# PROBLEM A:
Rewrite the paragraph of the Gilmour baronetcy extract that begins "The 3rd Baronet was a Conservative politician" as a short list, keeping its main facts.
# PROBLEM B:
Write the next part of the Gilmour baronetcy extract, starting after its final sentence.

# EXTRACT:

━━━

The Gilmour baronetcy, of Liberton and Craigmillar in the County of Midlothian, was created in the Baronetage of the United Kingdom on 29 July 1926 for Robert Gilmour, a Brigadier-General in the British Army and Captain of the Royal Company of Archers. Born Robert Wolrige-Gordon, he assumed the surname of Gilmour on succeeding to the estates of his great-uncle Walter James Little Gilmour (1807–1887).

The 3rd Baronet was a Conservative politician and served as Secretary of State for Defence in 1974. In 1992 he was created a life peer as Baron Gilmour of Craigmillar, of Craigmillar in the District of the City of Edinburgh. He was succeeded in the baronetcy by his son, the 4th Baronet.

━━━

# DATASET RECORDS:

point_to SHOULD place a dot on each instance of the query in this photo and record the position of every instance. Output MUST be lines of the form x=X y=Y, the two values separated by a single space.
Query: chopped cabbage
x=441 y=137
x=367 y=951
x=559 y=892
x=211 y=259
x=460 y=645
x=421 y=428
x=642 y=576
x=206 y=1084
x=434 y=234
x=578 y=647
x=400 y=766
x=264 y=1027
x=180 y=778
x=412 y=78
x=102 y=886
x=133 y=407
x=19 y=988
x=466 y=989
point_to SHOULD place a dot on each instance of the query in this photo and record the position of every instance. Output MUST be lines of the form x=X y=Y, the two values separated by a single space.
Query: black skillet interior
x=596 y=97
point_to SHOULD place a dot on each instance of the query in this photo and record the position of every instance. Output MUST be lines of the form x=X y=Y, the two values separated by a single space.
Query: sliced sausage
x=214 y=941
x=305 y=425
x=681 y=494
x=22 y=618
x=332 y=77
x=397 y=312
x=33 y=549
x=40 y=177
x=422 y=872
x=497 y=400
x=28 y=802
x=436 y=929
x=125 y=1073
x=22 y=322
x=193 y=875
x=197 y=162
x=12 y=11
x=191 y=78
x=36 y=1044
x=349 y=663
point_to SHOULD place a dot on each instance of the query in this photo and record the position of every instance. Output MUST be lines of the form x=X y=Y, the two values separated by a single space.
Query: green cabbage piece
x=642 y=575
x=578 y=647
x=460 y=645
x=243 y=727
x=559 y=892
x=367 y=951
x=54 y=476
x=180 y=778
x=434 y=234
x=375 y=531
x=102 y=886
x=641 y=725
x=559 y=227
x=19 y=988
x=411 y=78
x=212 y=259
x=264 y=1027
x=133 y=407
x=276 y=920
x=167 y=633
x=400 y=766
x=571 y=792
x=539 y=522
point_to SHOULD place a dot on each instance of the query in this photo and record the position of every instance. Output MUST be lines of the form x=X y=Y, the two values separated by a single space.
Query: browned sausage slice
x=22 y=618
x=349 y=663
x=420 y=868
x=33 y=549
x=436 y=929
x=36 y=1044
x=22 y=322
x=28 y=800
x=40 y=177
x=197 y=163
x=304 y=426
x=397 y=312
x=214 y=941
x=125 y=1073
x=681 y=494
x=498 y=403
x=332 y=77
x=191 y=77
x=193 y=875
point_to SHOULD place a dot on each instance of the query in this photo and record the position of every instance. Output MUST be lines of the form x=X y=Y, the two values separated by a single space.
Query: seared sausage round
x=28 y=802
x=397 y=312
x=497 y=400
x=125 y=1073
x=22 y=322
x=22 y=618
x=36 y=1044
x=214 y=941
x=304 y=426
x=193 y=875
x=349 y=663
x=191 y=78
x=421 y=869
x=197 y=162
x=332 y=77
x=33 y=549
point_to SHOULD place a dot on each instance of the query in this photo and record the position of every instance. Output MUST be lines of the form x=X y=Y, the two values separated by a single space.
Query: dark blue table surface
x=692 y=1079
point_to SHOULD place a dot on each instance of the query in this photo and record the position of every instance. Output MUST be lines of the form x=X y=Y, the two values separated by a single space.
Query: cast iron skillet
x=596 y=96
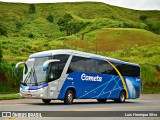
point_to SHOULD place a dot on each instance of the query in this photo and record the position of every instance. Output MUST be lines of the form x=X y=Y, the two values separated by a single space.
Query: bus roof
x=79 y=53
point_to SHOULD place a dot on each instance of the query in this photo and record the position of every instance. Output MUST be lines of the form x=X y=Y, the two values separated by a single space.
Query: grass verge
x=9 y=96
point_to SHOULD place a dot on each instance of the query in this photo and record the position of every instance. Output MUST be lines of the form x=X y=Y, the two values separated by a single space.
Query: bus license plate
x=29 y=95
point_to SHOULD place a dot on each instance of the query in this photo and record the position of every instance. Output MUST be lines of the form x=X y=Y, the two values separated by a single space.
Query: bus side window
x=76 y=65
x=91 y=65
x=56 y=68
x=105 y=68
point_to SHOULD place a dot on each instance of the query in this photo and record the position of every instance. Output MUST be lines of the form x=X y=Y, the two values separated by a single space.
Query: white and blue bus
x=69 y=74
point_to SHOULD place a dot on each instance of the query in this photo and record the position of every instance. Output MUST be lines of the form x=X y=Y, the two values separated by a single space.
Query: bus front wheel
x=102 y=100
x=47 y=101
x=122 y=97
x=68 y=97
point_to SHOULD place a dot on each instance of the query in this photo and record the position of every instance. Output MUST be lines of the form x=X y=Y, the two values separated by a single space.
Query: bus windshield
x=35 y=74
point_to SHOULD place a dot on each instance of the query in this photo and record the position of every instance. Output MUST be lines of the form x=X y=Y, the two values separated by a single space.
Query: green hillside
x=121 y=33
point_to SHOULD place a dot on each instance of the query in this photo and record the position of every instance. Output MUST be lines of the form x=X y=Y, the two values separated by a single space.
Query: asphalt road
x=146 y=103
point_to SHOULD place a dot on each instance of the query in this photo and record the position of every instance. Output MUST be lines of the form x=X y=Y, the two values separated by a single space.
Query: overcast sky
x=133 y=4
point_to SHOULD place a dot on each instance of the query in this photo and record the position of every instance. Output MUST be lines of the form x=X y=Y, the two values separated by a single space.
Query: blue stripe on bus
x=108 y=88
x=41 y=55
x=33 y=87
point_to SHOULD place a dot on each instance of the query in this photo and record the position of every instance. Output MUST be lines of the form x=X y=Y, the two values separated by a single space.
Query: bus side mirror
x=26 y=68
x=46 y=63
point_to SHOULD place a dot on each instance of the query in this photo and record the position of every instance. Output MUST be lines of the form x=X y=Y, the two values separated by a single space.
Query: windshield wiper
x=35 y=78
x=28 y=76
x=32 y=73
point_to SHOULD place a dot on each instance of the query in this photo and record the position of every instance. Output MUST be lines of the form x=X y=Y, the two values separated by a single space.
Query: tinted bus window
x=76 y=65
x=91 y=65
x=105 y=68
x=56 y=68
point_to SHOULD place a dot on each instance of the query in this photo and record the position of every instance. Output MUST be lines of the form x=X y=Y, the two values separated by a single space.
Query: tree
x=32 y=8
x=3 y=31
x=143 y=17
x=64 y=23
x=1 y=55
x=50 y=18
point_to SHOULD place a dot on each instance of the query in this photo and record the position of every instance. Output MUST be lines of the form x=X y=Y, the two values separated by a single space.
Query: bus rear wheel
x=102 y=100
x=47 y=101
x=69 y=97
x=122 y=97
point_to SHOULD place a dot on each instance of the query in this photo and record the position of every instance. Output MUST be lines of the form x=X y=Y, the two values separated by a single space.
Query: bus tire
x=47 y=101
x=69 y=97
x=102 y=100
x=122 y=97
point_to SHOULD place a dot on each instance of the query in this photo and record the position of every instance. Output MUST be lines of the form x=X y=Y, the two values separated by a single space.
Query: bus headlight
x=41 y=95
x=40 y=89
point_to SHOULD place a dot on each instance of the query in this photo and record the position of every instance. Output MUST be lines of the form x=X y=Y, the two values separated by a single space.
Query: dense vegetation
x=125 y=34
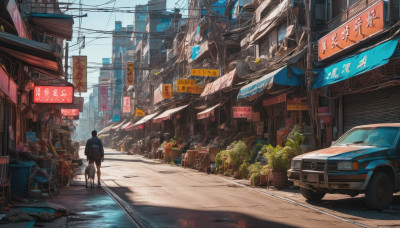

━━━

# TASK RESPONSE A:
- The 3rd Baronet was a Conservative politician.
- He served as Secretary of State for Defence in 1974.
- In 1992 he was made a life peer as Baron Gilmour of Craigmillar, of Craigmillar in the District of the City of Edinburgh.
- His son, the 4th Baronet, succeeded him in the baronetcy.

# TASK RESPONSE B:
==Gilmour baronets, of Liberton and Craigmillar (1926)==
- Sir Robert Gordon Gilmour, 1st Baronet (1857–1939)
- Sir John Little Gilmour, 2nd Baronet (1899–1977)
- Sir Ian Hedworth John Little Gilmour, 3rd Baronet (1926–2007) (created Baron Gilmour of Craigmillar in 1992)
- Sir David Robert Gilmour, 4th Baronet (born 1952)

The heir apparent is the present holder's only son Alexander Ian Michael Gilmour (born 1980).